## BEGIN Given records
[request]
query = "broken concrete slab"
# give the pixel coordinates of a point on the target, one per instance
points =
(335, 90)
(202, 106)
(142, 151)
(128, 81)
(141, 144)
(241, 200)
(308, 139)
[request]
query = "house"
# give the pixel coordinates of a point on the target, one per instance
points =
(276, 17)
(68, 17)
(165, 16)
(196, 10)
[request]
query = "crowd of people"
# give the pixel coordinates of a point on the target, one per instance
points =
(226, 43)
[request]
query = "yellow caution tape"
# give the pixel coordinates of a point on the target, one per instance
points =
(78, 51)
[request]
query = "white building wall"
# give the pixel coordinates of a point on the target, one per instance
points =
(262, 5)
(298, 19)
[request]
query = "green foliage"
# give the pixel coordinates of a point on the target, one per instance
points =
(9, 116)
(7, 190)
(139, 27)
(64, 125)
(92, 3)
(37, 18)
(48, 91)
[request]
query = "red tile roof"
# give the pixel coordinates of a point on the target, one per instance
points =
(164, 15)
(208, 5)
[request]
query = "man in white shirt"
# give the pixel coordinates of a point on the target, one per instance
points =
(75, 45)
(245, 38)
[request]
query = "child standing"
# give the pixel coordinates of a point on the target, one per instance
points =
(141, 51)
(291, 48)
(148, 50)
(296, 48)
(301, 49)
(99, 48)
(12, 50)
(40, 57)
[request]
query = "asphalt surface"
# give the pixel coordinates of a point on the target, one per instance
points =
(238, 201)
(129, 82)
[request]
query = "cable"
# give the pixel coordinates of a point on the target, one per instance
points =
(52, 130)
## END Given records
→ What you should do:
Return the entries in full, keeping every line exactly as it is.

→ Problem solution:
[request]
query = "broken concrete slab"
# give the pixel coordinates of a point on the target, one per instance
points =
(335, 90)
(202, 106)
(142, 151)
(128, 81)
(141, 144)
(241, 200)
(308, 139)
[request]
query = "house"
# give the pixel coordinates of a point on the target, one per instance
points =
(276, 17)
(68, 17)
(165, 16)
(196, 10)
[request]
query = "crowd of people"
# give the pixel coordinates of a point on the target, one per instance
points =
(226, 43)
[request]
query = "yellow caution tape"
# give the pixel coordinates of a point on the target, one per instance
points =
(78, 51)
[request]
query = "white building wall"
# give the pixel coordinates of a point on the target, one per instance
points =
(262, 5)
(298, 19)
[request]
query = "green foliage"
# give the pixel coordinates of a point on the target, one per instance
points =
(9, 116)
(7, 190)
(139, 27)
(64, 125)
(92, 3)
(37, 18)
(48, 91)
[request]
query = "red tile roof"
# give the pixel coordinates of a point on the target, one per instance
points =
(164, 15)
(208, 5)
[request]
query = "man in white shirt"
# give the pixel coordinates of a point on the target, one per instance
points =
(75, 45)
(245, 38)
[request]
query = "child standing"
# give the pixel coordinates of a point on the target, one per instance
points =
(141, 51)
(291, 48)
(148, 50)
(296, 48)
(301, 49)
(99, 48)
(12, 50)
(40, 57)
[request]
query = "asphalt surface"
# give the pixel coordinates of a point on the target, one per instance
points =
(238, 201)
(129, 82)
[request]
query = "cable"
# give the pixel coordinates of a point on the target, one per instance
points =
(52, 130)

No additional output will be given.